A moving party's inability to acceptably explain its delay may also indicate that the delay was undue. Swanson v. United States Forest Service, 87 F.3d 339, 345 (9th Cir. 1996); Jackson v. Bank of Hawaii, 902 F.2d 1385, 1388 (9th Cir. 1990); E.E.O.C. v. Boeing Co., 843 F.2d 1213, 1222 (9th Cir.), cert. denied, 488 U.S. 889 (1988). Whether the moving party knew or should have known the facts and theories raised in the proposed amendment at the time it filed its original pleadings is a relevant consideration in assessing untimeliness. Jackson, 902 F.2d at 1388. For example, in Campbell, the district court did not abuse its discretion in denying a plaintiff's motion to amend which was filed one year after discovery ended, after dispositive motions had been filed, and between five and six years after the complaint was filed, and which incorporated allegations based on facts that were available to the plaintiff when he filed his complaint. 166 F.3d at 1162.

In Mayreaux, the Fifth Circuit considered a motion to amend that was clearly untimely since the case had been in the court for years and the discovery period was ending. 376 F.3d at 427-28. An untimely motion to amend, said the court, may either (1) present alternative theories of recovery under the existing facts or (2) fundamentally alter the nature of the case. Id. at 427. When an amendment merely incorporates alternative theories using existing facts, it falls safely within Rule 15(a)'s policy of promoting litigation on the merits over procedural technicalities.

Id. But when, after a period of extensive discovery, a party proposes a late-tendered amendment that would fundamentally change the case to incorporate new causes of action and that would require additional discovery, the amendment may be appropriately denied as prejudicial to the opposing party. Id. See also Solomon v. North American Life and Cas. Ins. Co., 151 F.3d 1132, 1139 (9th Cir. 1998) (finding that the district court did not abuse its discretion in denying leave to amend based on undue delay and prejudice since the motion, made on the eve of the discovery deadline, would have required re-opening discovery and delaying the proceedings); Morongo Band, 893 F.2d at 1079 (holding that the district court did not abuse its discretion in denying leave to amend when plaintiffs moved to amend two years after the initial filing, and the new claims would have greatly altered the nature of the litigation and required the opposing party to prepare "an entirely new course of defense"); Singh v. City of Oakland, 295 Fed. Appx.118, 122 (9th Cir. 2008) (holding that the district court did not abuse its discretion in denying the plaintiff leave to amend his complaint a month before the scheduled trial when the plaintiff had known the facts alleged in the proposed amendment for at least two years before moving for leave to amend and the new claims would have required additional discovery and trial preparation, prejudicing the opposing parties and delaying the proceedings).

**Set tasks:**
(a) Return the passage on late amendments verbatim from "In Mayreaux, the" up to and including "over procedural technicalities.".
(b) Using the passage on late amendments, decide whether each statement agrees with it: (i) In Campbell, the motion to amend was filed one year after discovery ended; (ii) In Singh, the plaintiff sought leave to amend two months before the scheduled trial; (iii) In Morongo Band, the plaintiffs moved to amend three years after the initial filing. Answer yes or no for each and quote the words that decide it.
(c) Extend the passage on late amendments, picking up after its final sentence.
The entries that follow have no connection to the passage on late amendments.

**Dataset entries:**
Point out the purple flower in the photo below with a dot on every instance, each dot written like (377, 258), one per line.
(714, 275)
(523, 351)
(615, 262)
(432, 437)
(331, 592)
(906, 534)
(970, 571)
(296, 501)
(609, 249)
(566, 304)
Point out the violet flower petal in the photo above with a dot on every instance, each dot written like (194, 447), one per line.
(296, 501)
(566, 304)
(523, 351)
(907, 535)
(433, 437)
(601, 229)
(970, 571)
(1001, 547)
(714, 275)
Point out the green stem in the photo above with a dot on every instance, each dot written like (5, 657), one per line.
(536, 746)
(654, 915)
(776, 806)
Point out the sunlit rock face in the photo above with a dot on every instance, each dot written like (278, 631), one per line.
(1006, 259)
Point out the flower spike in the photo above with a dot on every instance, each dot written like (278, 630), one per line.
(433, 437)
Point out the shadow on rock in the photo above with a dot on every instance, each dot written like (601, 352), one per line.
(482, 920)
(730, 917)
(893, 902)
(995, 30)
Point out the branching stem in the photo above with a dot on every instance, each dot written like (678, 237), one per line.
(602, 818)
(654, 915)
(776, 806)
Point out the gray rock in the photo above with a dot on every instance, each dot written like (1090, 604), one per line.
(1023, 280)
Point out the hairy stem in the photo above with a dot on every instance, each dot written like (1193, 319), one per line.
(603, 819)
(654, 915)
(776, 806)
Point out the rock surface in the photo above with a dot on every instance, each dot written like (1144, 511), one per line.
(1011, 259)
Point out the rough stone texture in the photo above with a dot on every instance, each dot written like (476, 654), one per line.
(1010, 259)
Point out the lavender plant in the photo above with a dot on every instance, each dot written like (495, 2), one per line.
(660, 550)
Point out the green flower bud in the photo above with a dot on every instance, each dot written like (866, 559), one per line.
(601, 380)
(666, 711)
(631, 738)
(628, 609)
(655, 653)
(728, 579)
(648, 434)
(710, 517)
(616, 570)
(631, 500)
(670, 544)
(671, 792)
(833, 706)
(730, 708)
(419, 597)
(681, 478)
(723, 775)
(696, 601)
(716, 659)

**Exercise answers:**
(a)
In Mayreaux, the Fifth Circuit considered a motion to amend that was clearly untimely since the case had been in the court for years and the discovery period was ending. 376 F.3d at 427-28. An untimely motion to amend, said the court, may either (1) present alternative theories of recovery under the existing facts or (2) fundamentally alter the nature of the case. Id. at 427. When an amendment merely incorporates alternative theories using existing facts, it falls safely within Rule 15(a)'s policy of promoting litigation on the merits over procedural technicalities.

(b)
(i) Yes: "which was filed one year after discovery ended"
(ii) No: "a month before the scheduled trial"
(iii) No: "two years after the initial filing"

(c)
"A need to reopen discovery and therefore delay the proceedings supports a district court's finding of prejudice from a delayed motion to amend." Lockheed Martin Corp. v. Network Solutions, Inc., 194 F.3d 980, 986 (9th Cir. 1999). See also Elite Entertainment, inc. v. Khela Brothers Entertainment, 227 F.R.D. 444, 448 (E.D.Va. 2005) (finding the defendants' motion to file amended counterclaims that would expand scope and theory of liability just before the expiration of the previously extended discovery period and weeks before trial to be untimely and prejudicial).

In assessing whether SJVR unduly delayed in moving to amend its counterclaims, both SJVR and the District Court focus on SJVR's September 30, 2010 filing of its motion to amend its counterclaims and attribute SJVR's undue delay to delays associated with the Court's resolution of pending summary judgment motions. Attributing SJVR's delay to the pending motions misses the point. Factual discovery ended on November 30, 2009. SJVR filed its answer to the amended complaint on the same date without any indication of a need or desire to amend its counterclaims to incorporate tort claims. SJVR did not even disclose its tort counterclaims until January 11, 2010, in the First Amended Counterclaim that was stricken for SJVR's failure to move for leave to amend or to secure the consent of BNSF. Having first filed the amended counterclaims after the close of discovery, SJVR unduly delayed asserting the tort counterclaims.

SJVR attempts to justify its delay by claiming that it was not aware that it had potential tort counterclaims until the deposition of its executive, Mike Haeg, on November 20, 2009. This is not a case of a litigant being surprised by the deposition testimony of a representative of its opponent. As SJVR's employee, Haeg was available to SJVR and its attorneys well before the deposition date. SJVR knew or should have known relevant facts known to its employees and executives, including Haeg, well before the end of discovery. That SJVR and its attorneys had not determined Haeg's factual knowledge about its pending claims is not credible.

Even if this Court were to accept SJVR's assertions that it had no actual knowledge of the alleged torts until Haeg's deposition, SJVR filed an answer to the amended complaint ten days after Haeg was deposed without pleading the tort counterclaims nor disclosing any intent to do so. SJVR had actual knowledge of Haeg's testimony by that time.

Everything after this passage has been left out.